[[ THE INPUT, beginning ]]
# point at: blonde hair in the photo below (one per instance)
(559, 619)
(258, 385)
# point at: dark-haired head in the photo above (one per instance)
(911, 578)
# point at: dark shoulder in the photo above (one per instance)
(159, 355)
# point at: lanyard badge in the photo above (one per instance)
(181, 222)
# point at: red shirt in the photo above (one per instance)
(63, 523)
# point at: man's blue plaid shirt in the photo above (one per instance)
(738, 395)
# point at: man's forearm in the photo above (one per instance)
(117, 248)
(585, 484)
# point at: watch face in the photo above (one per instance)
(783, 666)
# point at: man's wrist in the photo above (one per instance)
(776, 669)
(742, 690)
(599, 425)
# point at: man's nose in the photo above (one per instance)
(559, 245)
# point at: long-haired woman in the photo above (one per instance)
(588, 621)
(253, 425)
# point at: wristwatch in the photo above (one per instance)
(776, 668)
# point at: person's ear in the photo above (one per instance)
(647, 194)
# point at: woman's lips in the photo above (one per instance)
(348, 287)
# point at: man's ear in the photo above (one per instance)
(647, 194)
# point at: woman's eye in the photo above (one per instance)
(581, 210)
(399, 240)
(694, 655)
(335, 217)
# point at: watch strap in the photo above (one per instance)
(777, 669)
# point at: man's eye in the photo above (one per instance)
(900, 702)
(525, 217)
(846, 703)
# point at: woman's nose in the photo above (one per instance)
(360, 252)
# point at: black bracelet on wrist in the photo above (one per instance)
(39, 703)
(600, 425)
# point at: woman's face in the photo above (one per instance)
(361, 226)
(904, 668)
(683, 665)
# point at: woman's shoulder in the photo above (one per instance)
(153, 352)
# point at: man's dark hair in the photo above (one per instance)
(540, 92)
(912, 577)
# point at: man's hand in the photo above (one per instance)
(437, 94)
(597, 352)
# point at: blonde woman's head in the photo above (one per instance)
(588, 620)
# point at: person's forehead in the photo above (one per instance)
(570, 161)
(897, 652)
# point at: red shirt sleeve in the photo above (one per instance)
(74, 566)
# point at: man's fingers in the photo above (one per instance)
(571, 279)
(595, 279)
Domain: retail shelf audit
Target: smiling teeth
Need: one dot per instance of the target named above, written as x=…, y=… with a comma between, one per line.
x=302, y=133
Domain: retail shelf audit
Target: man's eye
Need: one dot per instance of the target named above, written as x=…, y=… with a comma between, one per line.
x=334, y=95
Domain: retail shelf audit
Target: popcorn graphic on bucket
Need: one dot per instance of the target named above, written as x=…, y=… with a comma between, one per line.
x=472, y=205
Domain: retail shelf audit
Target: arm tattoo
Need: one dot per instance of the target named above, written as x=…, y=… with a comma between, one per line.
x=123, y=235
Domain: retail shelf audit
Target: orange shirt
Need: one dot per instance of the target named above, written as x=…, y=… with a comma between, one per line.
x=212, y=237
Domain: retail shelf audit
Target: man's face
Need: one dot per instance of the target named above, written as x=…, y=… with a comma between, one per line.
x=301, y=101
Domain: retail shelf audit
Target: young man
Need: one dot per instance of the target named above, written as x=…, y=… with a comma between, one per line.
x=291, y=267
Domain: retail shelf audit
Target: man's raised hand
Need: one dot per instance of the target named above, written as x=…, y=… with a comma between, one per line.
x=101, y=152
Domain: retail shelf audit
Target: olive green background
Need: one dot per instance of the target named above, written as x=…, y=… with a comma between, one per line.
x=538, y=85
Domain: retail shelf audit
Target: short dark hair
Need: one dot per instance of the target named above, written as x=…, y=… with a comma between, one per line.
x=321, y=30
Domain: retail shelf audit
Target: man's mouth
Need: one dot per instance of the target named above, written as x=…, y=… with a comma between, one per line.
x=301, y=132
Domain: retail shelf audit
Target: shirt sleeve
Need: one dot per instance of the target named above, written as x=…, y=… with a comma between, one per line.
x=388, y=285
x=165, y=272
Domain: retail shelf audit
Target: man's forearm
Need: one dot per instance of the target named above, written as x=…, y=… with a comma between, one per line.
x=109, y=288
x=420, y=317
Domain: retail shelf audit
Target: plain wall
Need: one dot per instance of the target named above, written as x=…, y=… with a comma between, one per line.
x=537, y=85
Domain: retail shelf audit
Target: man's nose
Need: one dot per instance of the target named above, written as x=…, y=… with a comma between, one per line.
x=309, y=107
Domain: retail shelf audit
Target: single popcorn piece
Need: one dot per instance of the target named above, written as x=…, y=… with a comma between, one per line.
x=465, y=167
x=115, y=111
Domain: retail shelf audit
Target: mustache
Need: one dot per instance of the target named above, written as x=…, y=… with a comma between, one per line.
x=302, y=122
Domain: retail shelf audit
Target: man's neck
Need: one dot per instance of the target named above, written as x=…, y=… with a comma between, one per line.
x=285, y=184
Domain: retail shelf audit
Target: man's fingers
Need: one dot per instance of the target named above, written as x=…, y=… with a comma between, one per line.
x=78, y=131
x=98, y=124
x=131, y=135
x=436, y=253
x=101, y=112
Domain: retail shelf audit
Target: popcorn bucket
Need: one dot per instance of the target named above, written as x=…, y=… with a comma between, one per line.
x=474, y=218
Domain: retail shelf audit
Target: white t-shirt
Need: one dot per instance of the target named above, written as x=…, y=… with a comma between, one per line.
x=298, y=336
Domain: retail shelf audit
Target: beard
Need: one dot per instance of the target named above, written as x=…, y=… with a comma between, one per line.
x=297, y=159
[[ THE INPUT, end ]]
## [EXERCISE DIRECTIONS]
For each line of the data that includes the word "popcorn", return a copy of it.

## [ANSWER TO THE EXERCISE]
Target: popcorn graphic on bucket
Target: single popcorn piece
Target: popcorn bucket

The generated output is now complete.